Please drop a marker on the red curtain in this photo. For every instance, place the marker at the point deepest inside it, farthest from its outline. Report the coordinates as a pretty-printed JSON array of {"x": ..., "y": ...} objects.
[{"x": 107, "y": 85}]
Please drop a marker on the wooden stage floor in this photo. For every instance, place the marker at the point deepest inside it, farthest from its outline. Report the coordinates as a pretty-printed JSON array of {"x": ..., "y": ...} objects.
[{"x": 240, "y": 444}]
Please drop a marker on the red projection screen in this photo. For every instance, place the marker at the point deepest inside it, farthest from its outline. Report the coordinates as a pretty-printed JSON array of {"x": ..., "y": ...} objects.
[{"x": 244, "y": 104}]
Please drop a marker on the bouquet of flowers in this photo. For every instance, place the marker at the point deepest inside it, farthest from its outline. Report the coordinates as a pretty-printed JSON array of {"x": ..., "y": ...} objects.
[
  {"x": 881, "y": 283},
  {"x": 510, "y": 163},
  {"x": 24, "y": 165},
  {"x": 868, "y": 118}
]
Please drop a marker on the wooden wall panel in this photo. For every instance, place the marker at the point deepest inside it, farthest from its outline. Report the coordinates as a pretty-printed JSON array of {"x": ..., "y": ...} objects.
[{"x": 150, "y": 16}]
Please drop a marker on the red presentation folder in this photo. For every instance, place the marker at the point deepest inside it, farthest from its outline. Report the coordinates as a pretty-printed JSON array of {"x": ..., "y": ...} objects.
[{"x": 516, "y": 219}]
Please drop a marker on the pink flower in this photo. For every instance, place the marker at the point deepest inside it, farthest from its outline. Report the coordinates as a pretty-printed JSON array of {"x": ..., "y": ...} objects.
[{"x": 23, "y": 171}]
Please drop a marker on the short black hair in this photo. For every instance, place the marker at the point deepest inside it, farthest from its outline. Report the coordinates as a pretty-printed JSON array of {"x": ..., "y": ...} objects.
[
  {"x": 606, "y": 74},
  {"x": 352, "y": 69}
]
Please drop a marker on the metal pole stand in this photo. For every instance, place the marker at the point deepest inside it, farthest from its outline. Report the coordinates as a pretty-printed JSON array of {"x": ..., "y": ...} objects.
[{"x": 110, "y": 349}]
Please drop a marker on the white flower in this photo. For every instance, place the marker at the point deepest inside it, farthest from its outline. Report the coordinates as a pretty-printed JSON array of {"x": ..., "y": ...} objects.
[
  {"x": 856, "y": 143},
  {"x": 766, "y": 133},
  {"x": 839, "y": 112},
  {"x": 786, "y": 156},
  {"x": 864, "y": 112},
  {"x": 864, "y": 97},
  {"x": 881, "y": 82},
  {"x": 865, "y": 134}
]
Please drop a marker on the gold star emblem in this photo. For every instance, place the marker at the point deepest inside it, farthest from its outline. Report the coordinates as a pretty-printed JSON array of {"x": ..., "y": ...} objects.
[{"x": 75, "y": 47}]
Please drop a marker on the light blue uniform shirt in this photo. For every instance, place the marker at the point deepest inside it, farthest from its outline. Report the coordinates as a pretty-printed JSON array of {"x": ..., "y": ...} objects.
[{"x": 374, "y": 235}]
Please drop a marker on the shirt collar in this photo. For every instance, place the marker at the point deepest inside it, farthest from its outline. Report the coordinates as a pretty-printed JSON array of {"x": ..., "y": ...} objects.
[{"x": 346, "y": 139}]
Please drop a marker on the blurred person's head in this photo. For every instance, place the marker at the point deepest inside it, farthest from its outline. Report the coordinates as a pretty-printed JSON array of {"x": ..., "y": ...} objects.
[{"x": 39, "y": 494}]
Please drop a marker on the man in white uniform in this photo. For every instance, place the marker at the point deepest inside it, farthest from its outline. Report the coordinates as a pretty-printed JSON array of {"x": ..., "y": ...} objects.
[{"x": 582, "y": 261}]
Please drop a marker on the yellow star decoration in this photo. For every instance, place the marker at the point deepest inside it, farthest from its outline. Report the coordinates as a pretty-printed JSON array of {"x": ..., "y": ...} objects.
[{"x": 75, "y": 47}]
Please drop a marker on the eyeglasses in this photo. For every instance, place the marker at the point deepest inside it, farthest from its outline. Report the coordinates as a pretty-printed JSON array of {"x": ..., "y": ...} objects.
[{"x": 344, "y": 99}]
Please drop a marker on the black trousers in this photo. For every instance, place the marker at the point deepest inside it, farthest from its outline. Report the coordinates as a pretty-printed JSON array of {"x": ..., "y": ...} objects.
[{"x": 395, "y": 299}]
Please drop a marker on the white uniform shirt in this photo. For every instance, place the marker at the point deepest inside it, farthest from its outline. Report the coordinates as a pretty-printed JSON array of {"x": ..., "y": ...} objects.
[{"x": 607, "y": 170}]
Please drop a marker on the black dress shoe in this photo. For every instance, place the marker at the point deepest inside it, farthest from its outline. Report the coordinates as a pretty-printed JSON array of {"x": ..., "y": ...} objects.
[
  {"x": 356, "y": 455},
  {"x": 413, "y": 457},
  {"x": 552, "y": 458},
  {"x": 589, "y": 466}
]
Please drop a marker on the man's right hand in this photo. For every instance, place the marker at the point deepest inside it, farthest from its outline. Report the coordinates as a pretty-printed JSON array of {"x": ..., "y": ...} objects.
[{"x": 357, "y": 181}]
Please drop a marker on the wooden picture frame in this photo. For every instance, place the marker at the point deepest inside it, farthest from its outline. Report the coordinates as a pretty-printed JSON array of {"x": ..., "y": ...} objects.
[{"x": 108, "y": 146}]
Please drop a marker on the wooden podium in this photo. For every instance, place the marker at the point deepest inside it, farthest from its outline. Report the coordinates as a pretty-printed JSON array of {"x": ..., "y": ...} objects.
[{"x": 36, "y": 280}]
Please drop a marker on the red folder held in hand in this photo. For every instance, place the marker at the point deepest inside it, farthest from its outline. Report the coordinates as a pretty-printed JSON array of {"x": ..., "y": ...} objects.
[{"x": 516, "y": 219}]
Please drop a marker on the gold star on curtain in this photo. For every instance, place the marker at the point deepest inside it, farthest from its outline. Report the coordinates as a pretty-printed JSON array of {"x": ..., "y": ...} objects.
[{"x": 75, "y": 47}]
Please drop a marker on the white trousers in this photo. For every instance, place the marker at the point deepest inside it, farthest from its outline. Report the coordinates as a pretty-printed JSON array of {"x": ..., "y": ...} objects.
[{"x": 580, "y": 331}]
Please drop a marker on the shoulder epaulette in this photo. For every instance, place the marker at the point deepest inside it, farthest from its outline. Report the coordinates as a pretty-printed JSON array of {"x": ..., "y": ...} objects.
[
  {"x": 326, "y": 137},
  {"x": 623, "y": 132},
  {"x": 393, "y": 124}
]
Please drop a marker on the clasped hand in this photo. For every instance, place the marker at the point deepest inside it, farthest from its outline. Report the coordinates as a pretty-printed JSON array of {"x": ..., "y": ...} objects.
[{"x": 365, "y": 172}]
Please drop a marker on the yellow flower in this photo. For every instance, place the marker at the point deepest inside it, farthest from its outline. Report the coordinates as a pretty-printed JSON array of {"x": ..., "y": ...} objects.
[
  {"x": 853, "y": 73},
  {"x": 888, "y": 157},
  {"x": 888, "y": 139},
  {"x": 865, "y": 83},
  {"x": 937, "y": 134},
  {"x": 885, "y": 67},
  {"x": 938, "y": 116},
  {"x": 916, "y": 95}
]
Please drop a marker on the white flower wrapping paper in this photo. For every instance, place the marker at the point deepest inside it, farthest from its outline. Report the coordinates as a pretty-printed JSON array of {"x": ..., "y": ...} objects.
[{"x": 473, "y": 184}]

------------------------------

Send back each record exactly as it stands.

Please drop a marker on the red curtain in this photo. For every instance, place the marker at the point deepest inside it, farthest from its outline. Report the coordinates as a pretty-printed JSON array of {"x": ..., "y": ...} objects.
[{"x": 107, "y": 85}]
Please drop a marker on the wooden stage floor in this photo. For every instance, place the marker at the point deepest inside it, farthest from its outline. Report the coordinates as a pretty-printed JSON array of {"x": ..., "y": ...} objects.
[{"x": 240, "y": 444}]
Please drop a marker on the red projection screen in this photo. For every instance, place the marker at the point deepest inside it, farthest from its outline. Report the coordinates as a pretty-printed JSON array of {"x": ..., "y": ...} objects.
[{"x": 244, "y": 104}]
Please drop a marker on the bouquet of flowers in this photo. For every instance, place the marker at the point deepest inside it, farthest from its outline. Report the coordinates as a pretty-printed JSON array of {"x": ..., "y": ...} objects.
[
  {"x": 881, "y": 283},
  {"x": 510, "y": 163},
  {"x": 24, "y": 165},
  {"x": 868, "y": 118}
]
Please drop a marker on the wooden wall panel in this photo. For every instance, place the marker at the point deepest inside it, farthest from its outline. Report the coordinates as a pretty-printed JSON array of {"x": ..., "y": ...} objects.
[{"x": 150, "y": 16}]
Please drop a marker on the red presentation folder in this photo. For every instance, place the marker at the point deepest inside it, farthest from its outline. Report the coordinates as a pretty-printed JSON array of {"x": ..., "y": ...} objects.
[{"x": 516, "y": 219}]
Please drop a marker on the pink flower in this photo. For every instance, place the marker at the point deepest inside it, farthest from its outline. Report the coordinates as a pretty-printed JSON array of {"x": ..., "y": ...} objects.
[{"x": 23, "y": 171}]
Please drop a marker on the short black hair in this photo. For every instance, place the marker at the point deepest inside it, farthest from its outline. Report the coordinates as a pretty-printed JSON array of {"x": ..., "y": ...} objects.
[
  {"x": 606, "y": 74},
  {"x": 352, "y": 69}
]
Please drop a marker on the metal pole stand in this photo. For every instance, place the marker at the point deepest inside it, farthest from its outline. Report the coordinates as a pretty-printed JSON array of {"x": ..., "y": ...} objects.
[{"x": 110, "y": 349}]
Please drop a marker on the white flower in this photo. For every instance, place the marker at the point deepest inside it, farthest from its outline. Report the coordinates as a pretty-printed JSON array of {"x": ..., "y": ...} objects.
[
  {"x": 856, "y": 143},
  {"x": 766, "y": 133},
  {"x": 839, "y": 112},
  {"x": 786, "y": 156},
  {"x": 864, "y": 112},
  {"x": 864, "y": 97},
  {"x": 881, "y": 82},
  {"x": 865, "y": 134}
]
Please drop a marker on the gold star emblem in this photo. For every instance, place the marker at the point deepest inside it, farthest from its outline. Report the coordinates as a pretty-printed JSON array of {"x": ..., "y": ...} objects.
[{"x": 75, "y": 47}]
Please drop a marker on the light blue uniform shirt in this photo. For every instance, place the marker at the point deepest inside it, farthest from its outline. Report the coordinates as a pretty-printed JSON array of {"x": ..., "y": ...} objects.
[{"x": 374, "y": 235}]
Please drop a marker on the shirt collar in this photo. For every instance, place the marker at the point deepest inside it, farthest from its outline. Report the coordinates as a pretty-printed JSON array of {"x": ..., "y": ...} objects.
[{"x": 346, "y": 139}]
Please drop a marker on the blurred person's head in this photo. For every instance, place the marker at the point deepest inside it, farthest from its outline. Report the coordinates as a pretty-printed JSON array of {"x": ..., "y": ...} objects.
[{"x": 39, "y": 494}]
Please drop a marker on the man in white uniform in this photo. For every instance, place the marker at the point deepest inside it, farthest from its outline. Report the coordinates as a pretty-printed JSON array of {"x": ..., "y": ...} objects.
[{"x": 582, "y": 261}]
Please drop a marker on the yellow star decoration in this photo. For every instance, place the marker at the point deepest inside it, farthest from its outline. Report the coordinates as a pretty-printed JSON array of {"x": ..., "y": ...} objects.
[{"x": 75, "y": 47}]
Please drop a marker on the eyeglasses in this photo. For every instance, place the marker at the point deepest inside it, farthest from its outline. Report the coordinates as a pretty-printed JSON array of {"x": ..., "y": ...} objects.
[{"x": 344, "y": 99}]
Please drop a marker on the black trousers in this photo. For every instance, place the marker at the point deepest inside it, farthest from its outline. Report the coordinates as a pretty-printed JSON array of {"x": ..., "y": ...} objects.
[{"x": 395, "y": 299}]
Please drop a marker on the white uniform shirt in this photo. For every instance, place the marker at the point deepest inside it, farthest from its outline. Report the coordinates as a pretty-printed JSON array of {"x": ..., "y": ...} objects.
[{"x": 607, "y": 170}]
Please drop a marker on the black dress shoe in this photo. For every instance, place the marker at the point deepest inside it, farthest from its outline. Report the coordinates as a pretty-printed JSON array of {"x": ..., "y": ...} objects.
[
  {"x": 356, "y": 455},
  {"x": 413, "y": 457},
  {"x": 552, "y": 458},
  {"x": 589, "y": 466}
]
Please drop a marker on the man's right hand in this photo. For every instance, place the marker at the point deepest inside it, farthest from its outline. Report the coordinates as a pretty-printed JSON array of {"x": ..., "y": ...} objects.
[{"x": 357, "y": 181}]
Please drop a marker on the wooden picture frame in this photo. For every instance, place the marker at the point deepest inside it, farthest from its outline. Report the coordinates as a pretty-printed JSON array of {"x": ..., "y": ...} objects.
[{"x": 108, "y": 146}]
Please drop a marker on the wooden podium in this photo. For every instance, place the marker at the point deepest inside it, farthest from its outline. Report the coordinates as a pretty-printed JSON array of {"x": ..., "y": ...} objects.
[{"x": 36, "y": 280}]
Please drop a marker on the red folder held in hand in this photo. For every instance, place the marker at the point deepest inside it, farthest from its outline. Report the coordinates as a pretty-printed JSON array of {"x": ..., "y": ...} objects.
[{"x": 516, "y": 219}]
Please drop a marker on the gold star on curtain in this photo. For every instance, place the marker at the point deepest inside it, farthest from its outline. Report the coordinates as a pretty-printed JSON array of {"x": ..., "y": ...} objects.
[{"x": 75, "y": 47}]
Please drop a marker on the white trousers in this photo. For every instance, place the marker at the point deepest inside it, farthest from its outline. Report the coordinates as a pretty-printed JSON array of {"x": ..., "y": ...} objects.
[{"x": 580, "y": 331}]
Please drop a marker on the shoulder epaulette in this photo. For every instance, place the marker at the point deepest inside it, farthest from its outline. Report the coordinates as a pretty-printed JSON array of {"x": ..., "y": ...} objects.
[
  {"x": 326, "y": 137},
  {"x": 623, "y": 132},
  {"x": 393, "y": 124}
]
Please drop a marker on the clasped hand in this photo. For every instance, place the marker at the point deepest inside it, farthest from its outline. Report the coordinates as a pretty-printed JSON array of {"x": ..., "y": ...} objects.
[{"x": 365, "y": 172}]
Please drop a marker on the yellow flower in this photo. For every instance, place the marker at the point deepest inside it, farthest from its outline. Report the coordinates as a pretty-printed JSON array of {"x": ..., "y": ...} objects.
[
  {"x": 853, "y": 73},
  {"x": 888, "y": 157},
  {"x": 888, "y": 139},
  {"x": 865, "y": 83},
  {"x": 937, "y": 134},
  {"x": 885, "y": 67},
  {"x": 938, "y": 116},
  {"x": 916, "y": 95}
]
Please drop a marker on the white flower wrapping paper in this photo. For every instance, place the marker at the point deepest inside it, farthest from its outline. Report the coordinates as a pretty-printed JSON array of {"x": ..., "y": ...} objects.
[{"x": 473, "y": 184}]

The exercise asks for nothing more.